▶ **Data for this task**:
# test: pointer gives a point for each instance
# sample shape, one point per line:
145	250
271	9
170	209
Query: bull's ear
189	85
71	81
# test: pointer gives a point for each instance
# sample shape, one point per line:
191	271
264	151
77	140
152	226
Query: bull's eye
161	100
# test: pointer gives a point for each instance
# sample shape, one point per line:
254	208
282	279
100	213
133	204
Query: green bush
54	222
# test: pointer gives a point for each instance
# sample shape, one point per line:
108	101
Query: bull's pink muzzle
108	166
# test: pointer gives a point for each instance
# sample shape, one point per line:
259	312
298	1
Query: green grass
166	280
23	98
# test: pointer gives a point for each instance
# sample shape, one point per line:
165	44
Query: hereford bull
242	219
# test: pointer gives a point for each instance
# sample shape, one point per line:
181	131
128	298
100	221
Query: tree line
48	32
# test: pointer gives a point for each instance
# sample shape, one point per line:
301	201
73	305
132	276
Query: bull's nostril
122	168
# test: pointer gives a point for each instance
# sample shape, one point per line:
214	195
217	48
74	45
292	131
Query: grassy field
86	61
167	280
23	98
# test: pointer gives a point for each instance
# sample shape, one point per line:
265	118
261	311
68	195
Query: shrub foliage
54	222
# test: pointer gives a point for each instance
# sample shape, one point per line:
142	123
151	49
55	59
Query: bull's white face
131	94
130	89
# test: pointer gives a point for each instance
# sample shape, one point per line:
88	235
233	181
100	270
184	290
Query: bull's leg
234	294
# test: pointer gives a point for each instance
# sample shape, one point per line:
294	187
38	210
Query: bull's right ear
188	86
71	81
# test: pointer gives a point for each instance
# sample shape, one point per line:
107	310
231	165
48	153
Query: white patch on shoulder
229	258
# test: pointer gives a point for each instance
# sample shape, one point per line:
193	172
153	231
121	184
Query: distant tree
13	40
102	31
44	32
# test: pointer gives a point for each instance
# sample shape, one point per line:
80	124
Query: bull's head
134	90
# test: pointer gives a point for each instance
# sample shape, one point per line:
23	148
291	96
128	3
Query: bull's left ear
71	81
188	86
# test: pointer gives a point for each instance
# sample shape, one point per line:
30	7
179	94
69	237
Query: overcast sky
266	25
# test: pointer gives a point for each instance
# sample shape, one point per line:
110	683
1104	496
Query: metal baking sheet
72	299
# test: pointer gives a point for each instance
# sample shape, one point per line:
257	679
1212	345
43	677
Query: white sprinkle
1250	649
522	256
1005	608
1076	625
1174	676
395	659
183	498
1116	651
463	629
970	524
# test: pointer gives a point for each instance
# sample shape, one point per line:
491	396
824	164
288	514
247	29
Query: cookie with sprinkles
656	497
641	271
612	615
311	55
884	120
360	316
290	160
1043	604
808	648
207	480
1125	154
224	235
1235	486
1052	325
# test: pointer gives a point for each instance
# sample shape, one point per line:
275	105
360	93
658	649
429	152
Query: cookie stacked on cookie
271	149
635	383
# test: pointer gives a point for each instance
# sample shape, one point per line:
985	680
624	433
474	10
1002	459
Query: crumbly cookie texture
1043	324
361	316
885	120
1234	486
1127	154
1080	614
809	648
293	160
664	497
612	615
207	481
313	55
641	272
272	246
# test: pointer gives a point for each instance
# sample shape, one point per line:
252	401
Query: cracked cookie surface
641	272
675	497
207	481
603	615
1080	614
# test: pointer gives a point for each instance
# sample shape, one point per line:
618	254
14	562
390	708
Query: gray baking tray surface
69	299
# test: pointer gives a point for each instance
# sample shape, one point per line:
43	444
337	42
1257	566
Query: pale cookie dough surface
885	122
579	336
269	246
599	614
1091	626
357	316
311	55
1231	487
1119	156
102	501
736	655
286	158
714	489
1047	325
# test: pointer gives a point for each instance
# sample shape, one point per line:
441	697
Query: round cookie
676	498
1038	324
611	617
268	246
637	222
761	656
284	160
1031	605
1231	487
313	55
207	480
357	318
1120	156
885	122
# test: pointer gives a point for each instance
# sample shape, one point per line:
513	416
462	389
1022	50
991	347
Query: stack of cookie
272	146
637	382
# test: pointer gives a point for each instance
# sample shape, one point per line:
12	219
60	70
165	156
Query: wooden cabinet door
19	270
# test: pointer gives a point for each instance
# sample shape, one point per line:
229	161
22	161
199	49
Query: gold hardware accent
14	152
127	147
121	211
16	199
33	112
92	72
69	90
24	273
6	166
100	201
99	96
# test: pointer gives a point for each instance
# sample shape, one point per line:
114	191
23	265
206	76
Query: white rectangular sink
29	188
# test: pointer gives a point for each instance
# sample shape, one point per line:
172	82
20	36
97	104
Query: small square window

▶ **Exercise details**:
Please output the entries above, every line exactly as it reads.

▶ **Answer to this problem**:
# test: pointer gives a point for each instance
# sample shape, one point per line:
145	250
271	9
170	209
Query: bull's ear
189	85
71	81
# test: pointer gives a point for each instance
# sample shape, one point per line:
191	271
264	151
77	140
152	226
Query: bull's eye
161	100
# test: pointer gives a point for each instance
# sample shape, one point per line:
254	208
282	279
100	213
133	204
Query: green bush
54	222
# test: pointer gives a point for each instance
# sample shape, one point per line:
108	101
Query: bull's pink muzzle
108	166
# test: pointer gives a point for each instance
# sample shape, one point per line:
259	312
298	1
Query: green grass
166	280
23	98
# test: pointer gives a point for each instance
# sample shape, one point per line:
165	44
Query: hereford bull
242	219
# test: pointer gives a point for each instance
# sample shape, one point per line:
181	131
128	298
100	221
Query: tree line
48	32
# test: pointer gives a point for each instance
# sample shape, one point per line:
301	201
73	305
132	276
Query: bull's nostril
122	168
# test: pointer gives a point for each instance
# sample shape, one point per line:
214	195
217	48
74	45
292	131
Query: grassy field
86	61
167	280
23	98
# test: pointer gives a point for each instance
# sample shape, one point per line:
265	118
261	311
68	195
Query: shrub foliage
54	222
# test: pointer gives a point for each instance
# sample shape, one point per line:
142	123
151	49
55	59
Query: bull's white face
131	94
130	89
# test: pointer gives a point for each instance
# sample shape, one point per line:
88	235
233	181
100	270
184	290
Query: bull's leg
234	294
# test: pointer gives a point for each instance
# sample shape, one point per line:
294	187
38	210
Query: bull's right ear
188	86
71	81
# test: pointer gives a point for each instance
# sample shape, one point per line:
107	310
231	165
48	153
Query: white patch on shoulder
229	258
# test: pointer gives a point for each instance
# sample shape, one point per line:
193	172
153	231
121	184
Query: distant tree
13	40
102	31
44	32
# test: pointer gives a point for each instance
# sample shape, one point per line:
80	124
Query: bull's head
134	90
# test: pointer gives a point for each instance
# sample shape, one point per line:
23	148
291	96
128	3
Query: bull's left ear
71	81
188	86
# test: pointer gives a point for each instance
# sample shape, one point per line:
30	7
179	94
69	237
Query: overcast sky
266	25
# test: pointer gives a point for each instance
# sample shape, one point per line:
110	683
1104	496
Query: metal baking sheet
72	299
# test: pointer gives a point for each instance
# sample shape, one point per line:
257	679
1212	345
43	677
Query: white sprinkle
1250	649
522	256
1005	608
1076	625
1174	676
395	659
183	498
1116	651
463	629
970	524
# test: pointer gives a point for each instance
# sample shape, one point per line:
491	396
824	164
288	514
247	29
Query: cookie with sprinkles
656	497
641	271
612	615
311	55
884	120
360	316
290	160
1043	604
808	648
207	480
1125	154
224	235
1235	486
1052	325
# test: pointer gives a point for each instance
# sample shape, one point per line:
275	105
360	93
658	649
429	152
Query: cookie stacked on cookie
271	149
635	383
# test: pointer gives a point for each instance
# sample shape, one point per line:
985	680
624	433
474	10
1002	459
Query: crumbly cookie texture
1043	324
361	316
885	120
1234	486
1127	154
1080	614
809	648
293	160
664	497
612	615
207	481
313	55
641	272
272	246
# test: pointer gives a point for each instance
# sample shape, one point per line:
252	401
Query: cracked cookie surface
641	272
675	497
207	481
603	615
1080	614
# test: pointer gives a point for each instance
# sample shape, one point per line:
618	254
14	562
390	708
Query: gray baking tray surface
69	299
# test: pointer gives a point for each instance
# sample shape, one point per line:
43	444
337	42
1257	566
Query: pale cookie dough surface
885	122
579	336
269	246
599	614
1091	626
357	316
311	55
1231	487
1119	156
102	501
736	655
286	158
714	489
1047	325
# test: pointer gives a point for each instance
# sample shape, one point per line:
441	697
Query: round cookie
676	498
1038	324
611	617
268	246
637	222
761	656
284	160
1031	605
1231	487
313	55
207	480
357	318
1120	156
885	122
# test: pointer gives a point for each instance
# sample shape, one point per line:
513	416
462	389
1022	50
991	347
Query: stack of cookie
272	146
637	382
# test: pointer gives a point for each instance
# sample shape, one point per line:
12	219
60	70
165	156
Query: wooden cabinet door
19	270
# test: pointer gives a point for each instance
# sample shape, one point per line:
229	161
22	161
199	49
Query: gold hardware accent
14	152
127	147
121	211
16	199
33	112
92	72
69	90
24	273
6	166
100	201
99	96
# test: pointer gives a point for each instance
# sample shape, one point per line:
114	191
23	265
206	76
Query: white rectangular sink
29	188
# test: pointer gives a point for each instance
# sample shape, one point per line:
172	82
20	36
97	104
Query: small square window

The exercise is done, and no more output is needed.